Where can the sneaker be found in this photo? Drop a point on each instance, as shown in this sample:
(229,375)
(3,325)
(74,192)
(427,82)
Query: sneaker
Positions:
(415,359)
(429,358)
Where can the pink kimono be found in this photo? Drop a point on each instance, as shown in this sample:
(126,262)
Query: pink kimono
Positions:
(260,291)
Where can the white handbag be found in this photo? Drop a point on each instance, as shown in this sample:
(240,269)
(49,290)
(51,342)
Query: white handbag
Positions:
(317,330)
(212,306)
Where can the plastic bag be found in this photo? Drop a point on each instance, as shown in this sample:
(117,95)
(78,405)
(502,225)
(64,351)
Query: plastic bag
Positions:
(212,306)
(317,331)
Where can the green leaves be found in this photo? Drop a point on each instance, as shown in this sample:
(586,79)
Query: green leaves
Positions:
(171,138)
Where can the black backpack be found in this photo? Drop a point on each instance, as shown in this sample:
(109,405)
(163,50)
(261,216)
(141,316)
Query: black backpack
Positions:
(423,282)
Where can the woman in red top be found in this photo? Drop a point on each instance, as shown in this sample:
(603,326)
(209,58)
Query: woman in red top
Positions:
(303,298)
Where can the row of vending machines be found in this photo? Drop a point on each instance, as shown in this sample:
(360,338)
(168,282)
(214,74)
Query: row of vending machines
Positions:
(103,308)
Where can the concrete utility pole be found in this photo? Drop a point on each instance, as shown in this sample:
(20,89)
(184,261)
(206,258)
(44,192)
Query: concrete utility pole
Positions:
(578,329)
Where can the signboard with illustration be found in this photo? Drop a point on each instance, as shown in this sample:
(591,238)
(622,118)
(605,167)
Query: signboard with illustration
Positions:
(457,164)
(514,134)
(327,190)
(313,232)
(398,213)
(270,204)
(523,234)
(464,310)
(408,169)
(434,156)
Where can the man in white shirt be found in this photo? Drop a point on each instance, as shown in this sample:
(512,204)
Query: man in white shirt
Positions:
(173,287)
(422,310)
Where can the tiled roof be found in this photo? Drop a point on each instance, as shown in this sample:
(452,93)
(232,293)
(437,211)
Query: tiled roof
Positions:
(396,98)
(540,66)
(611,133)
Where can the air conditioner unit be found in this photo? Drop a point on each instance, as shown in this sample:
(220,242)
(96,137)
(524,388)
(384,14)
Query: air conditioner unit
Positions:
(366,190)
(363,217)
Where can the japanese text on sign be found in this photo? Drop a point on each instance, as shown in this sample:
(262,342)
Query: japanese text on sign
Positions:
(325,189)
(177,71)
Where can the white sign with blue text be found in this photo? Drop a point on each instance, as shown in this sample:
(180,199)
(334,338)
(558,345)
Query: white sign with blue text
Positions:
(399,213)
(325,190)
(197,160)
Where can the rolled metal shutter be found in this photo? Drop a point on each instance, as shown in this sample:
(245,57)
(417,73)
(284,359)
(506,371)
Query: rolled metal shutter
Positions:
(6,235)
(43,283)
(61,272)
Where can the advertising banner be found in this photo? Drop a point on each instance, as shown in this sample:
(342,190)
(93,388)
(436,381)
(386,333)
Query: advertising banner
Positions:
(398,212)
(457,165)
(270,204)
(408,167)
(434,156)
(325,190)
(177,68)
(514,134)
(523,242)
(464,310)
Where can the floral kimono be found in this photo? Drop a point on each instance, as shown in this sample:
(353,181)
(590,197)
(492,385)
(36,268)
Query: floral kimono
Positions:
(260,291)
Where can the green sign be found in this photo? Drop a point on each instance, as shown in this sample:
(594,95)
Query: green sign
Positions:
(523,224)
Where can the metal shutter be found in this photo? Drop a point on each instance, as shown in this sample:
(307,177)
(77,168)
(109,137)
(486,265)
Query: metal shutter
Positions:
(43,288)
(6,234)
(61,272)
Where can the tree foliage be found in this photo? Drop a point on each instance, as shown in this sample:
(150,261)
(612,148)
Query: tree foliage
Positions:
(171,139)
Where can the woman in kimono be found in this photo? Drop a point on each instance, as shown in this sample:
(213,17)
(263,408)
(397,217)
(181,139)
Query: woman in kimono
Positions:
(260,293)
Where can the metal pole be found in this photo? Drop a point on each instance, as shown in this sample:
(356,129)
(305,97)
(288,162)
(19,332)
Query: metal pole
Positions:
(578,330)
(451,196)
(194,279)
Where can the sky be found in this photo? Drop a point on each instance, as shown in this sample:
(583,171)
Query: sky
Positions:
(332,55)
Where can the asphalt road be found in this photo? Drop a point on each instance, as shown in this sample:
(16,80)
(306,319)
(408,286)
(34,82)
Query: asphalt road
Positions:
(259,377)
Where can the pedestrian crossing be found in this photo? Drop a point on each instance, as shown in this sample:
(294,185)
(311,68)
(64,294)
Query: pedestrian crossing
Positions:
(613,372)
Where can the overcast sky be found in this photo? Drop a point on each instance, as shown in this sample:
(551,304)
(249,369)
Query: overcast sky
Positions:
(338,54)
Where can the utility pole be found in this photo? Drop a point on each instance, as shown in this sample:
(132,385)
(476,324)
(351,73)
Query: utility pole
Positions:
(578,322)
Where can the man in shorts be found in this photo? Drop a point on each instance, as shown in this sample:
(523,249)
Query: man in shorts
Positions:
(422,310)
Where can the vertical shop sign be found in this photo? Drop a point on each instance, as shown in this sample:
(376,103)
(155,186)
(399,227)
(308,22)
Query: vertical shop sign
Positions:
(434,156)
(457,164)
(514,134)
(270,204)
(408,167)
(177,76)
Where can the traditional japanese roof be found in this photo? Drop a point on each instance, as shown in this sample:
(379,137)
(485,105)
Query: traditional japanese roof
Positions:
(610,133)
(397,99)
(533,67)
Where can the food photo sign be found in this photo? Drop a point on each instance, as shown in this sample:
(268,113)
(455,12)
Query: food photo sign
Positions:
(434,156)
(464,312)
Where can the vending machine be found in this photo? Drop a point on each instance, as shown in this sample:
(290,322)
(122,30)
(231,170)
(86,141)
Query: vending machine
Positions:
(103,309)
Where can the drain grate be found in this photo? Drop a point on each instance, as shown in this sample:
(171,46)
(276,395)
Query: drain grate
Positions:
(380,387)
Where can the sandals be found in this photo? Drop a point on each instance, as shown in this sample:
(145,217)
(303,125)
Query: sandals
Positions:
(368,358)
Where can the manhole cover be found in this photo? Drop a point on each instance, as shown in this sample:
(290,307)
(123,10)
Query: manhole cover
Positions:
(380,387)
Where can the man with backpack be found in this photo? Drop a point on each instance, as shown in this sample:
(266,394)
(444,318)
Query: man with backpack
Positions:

What you should do | Give the material above again, word for word.

Response for this exercise |
Where can the sneaker be found in this photo? Drop a point on each instance, as shown in this sample:
(229,375)
(3,325)
(74,192)
(427,82)
Query: sneaker
Positions:
(415,359)
(429,358)
Where can the pink kimono be found in this photo? Drop a point on each instance, as shown in this sample:
(126,262)
Query: pink kimono
Positions:
(260,291)
Where can the white handbag be found in this photo? Drop a point on each instance, as shown in this sample:
(240,269)
(49,290)
(51,342)
Query: white handbag
Positions:
(317,330)
(212,306)
Where can the plastic bag be found in this photo? Drop a point on each instance, as shown in this sample:
(117,95)
(78,405)
(502,225)
(64,351)
Query: plastic bag
Positions:
(212,306)
(317,331)
Where can the green leaves be found in this photo? Drop a point on each instance, as shown in this sample:
(586,79)
Query: green leaves
Positions:
(171,138)
Where can the black backpack be found in this photo? Drop a point on each instance, as shown in this sample:
(109,405)
(163,50)
(261,216)
(141,316)
Query: black backpack
Positions:
(423,282)
Where can the woman in red top be found in this photo? Drop a point on each instance, as shown in this sample:
(603,326)
(209,58)
Query: woman in red top
Positions:
(303,298)
Where can the row of vending machines be found in this photo? Drop a point on each instance, as shown in this sample:
(360,338)
(168,282)
(214,74)
Query: row of vending machines
Positions:
(103,308)
Where can the concrete utility pole be found in this photo? Drop a point on each instance, as shown in this sample:
(20,89)
(184,261)
(206,258)
(44,192)
Query: concrete utility pole
Positions:
(578,329)
Where can the signboard with illustration be found in this photo? Drop a point on each instance, as shown in this sample:
(591,238)
(622,118)
(605,167)
Query: signboard with illustration
Positions:
(457,164)
(514,134)
(327,190)
(313,232)
(398,213)
(270,204)
(523,234)
(464,310)
(408,169)
(434,156)
Where can the man in white shirt be found in this photo? Drop a point on each instance, as shown in this sample:
(512,204)
Query: man in white shirt
Positions:
(173,287)
(422,310)
Where can the tiled roof be found in this photo? Drop a point on each instance, as shown in this sample:
(452,93)
(232,293)
(437,211)
Query: tiled roof
Positions:
(396,98)
(540,66)
(611,133)
Where can the air conditioner unit be found in this photo? Drop a point on each instance, as shown in this sample:
(220,242)
(96,137)
(524,388)
(384,14)
Query: air conditioner unit
Positions:
(366,190)
(363,217)
Where can the japanese text on sign be found in this photo? Drop a point on each instance, as shown in this sample:
(262,342)
Query: japanese text on sign
Positions:
(325,189)
(177,71)
Where can the white sign with blue text be found in this photo? Drop a point on each instance, as shown in this sample:
(180,199)
(334,338)
(558,345)
Query: white sign with blue text
Positions:
(399,213)
(325,190)
(197,160)
Where can the rolled metal shutter be found in this photo? Drop a point on each instance, as shown in this sample:
(245,57)
(417,73)
(284,359)
(506,371)
Query: rolled metal shutter
Positions:
(6,235)
(43,283)
(61,272)
Where can the advertising banner be found in this photo? Drop a point on each instance, as shown in this sample:
(342,190)
(93,388)
(436,381)
(386,333)
Query: advertising banner
Positions:
(398,212)
(457,165)
(270,204)
(408,167)
(434,156)
(325,190)
(177,68)
(514,134)
(523,242)
(464,310)
Where can the floral kimono be found in this photo? Drop a point on each instance, as shown in this sample:
(353,181)
(590,197)
(492,385)
(36,268)
Query: floral kimono
Positions:
(260,291)
Where can the green sign be found in this photo? Drop a point on each instance, as shown in this sample:
(594,95)
Query: green sign
Positions:
(523,224)
Where can the metal shutter be found in this photo? Drop a point on each instance, as shown in this sample:
(307,177)
(77,168)
(109,137)
(486,265)
Query: metal shutter
Positions:
(43,288)
(6,234)
(61,272)
Where can the tree foliage be found in this photo? Drop a point on each instance, as shown in this sample:
(150,261)
(612,148)
Query: tree foliage
Positions:
(171,139)
Where can the woman in kimono be found in this photo? Drop a point on each instance, as shown in this sample:
(213,17)
(263,408)
(397,217)
(181,139)
Query: woman in kimono
Positions:
(260,293)
Where can the metal pole be found in this photo? Drop a point on each instance, as shown in this sample:
(356,129)
(305,97)
(288,162)
(19,332)
Query: metal pole
Positions:
(578,330)
(451,196)
(194,279)
Where can the sky be found in this photo? Drop a point on each instance, as shown in this sample:
(583,171)
Query: sky
Positions:
(332,55)
Where can the asphalt road be found in this photo? Drop a point on each instance, as shown in this sample:
(16,80)
(306,319)
(408,286)
(34,82)
Query: asphalt road
Positions:
(259,377)
Where can the pedestrian crossing be found in this photo? Drop a point on each instance, as shown in this sample:
(294,185)
(311,68)
(64,294)
Query: pedestrian crossing
Positions:
(613,372)
Where can the overcast sky be found in this photo? Drop a point on each instance, as shown in this sample:
(551,304)
(249,369)
Query: overcast sky
Positions:
(338,54)
Where can the utility pole be found in this photo? Drop a point on each instance, as shown in this sample:
(132,385)
(476,324)
(351,73)
Query: utility pole
Positions:
(578,322)
Where can the man in shorts be found in this photo? Drop a point on each instance, as shown in this sample:
(523,249)
Query: man in shorts
Positions:
(422,310)
Where can the vertical shop sign be found in this photo? Drop a point on each instance, as shown in this sample:
(376,103)
(155,186)
(399,227)
(308,22)
Query: vertical shop sign
Positions:
(434,156)
(457,164)
(514,134)
(270,204)
(408,167)
(177,76)
Where can the traditional japanese roof be found in this photo? Drop a point on each instance, as shown in this sample:
(379,137)
(485,105)
Query: traditional japanese roof
Positions:
(610,133)
(397,99)
(533,67)
Where can the food photo sign be found in this photo? Drop a point on each instance, as shown in this sample:
(268,113)
(455,12)
Query: food photo sign
Positions:
(434,156)
(464,312)
Where can the vending machine be found in this photo? Drop a point on each instance, as shown in this sample:
(290,322)
(122,30)
(231,170)
(86,141)
Query: vending machine
Positions:
(103,309)
Where can the drain grate be found in this photo? Drop a point on each instance, as shown in this sample:
(171,46)
(276,395)
Query: drain grate
Positions:
(380,387)
Where can the sandals be found in this photo? Drop a point on each instance, as shown in this sample:
(145,217)
(303,125)
Query: sandals
Positions:
(368,358)
Where can the manhole cover be found in this photo? Drop a point on each instance, as shown in this sample:
(290,307)
(123,10)
Query: manhole cover
Positions:
(380,387)
Where can the man with backpack be found in this photo? Drop a point on each instance, as shown in this sample:
(266,394)
(444,318)
Query: man with backpack
Positions:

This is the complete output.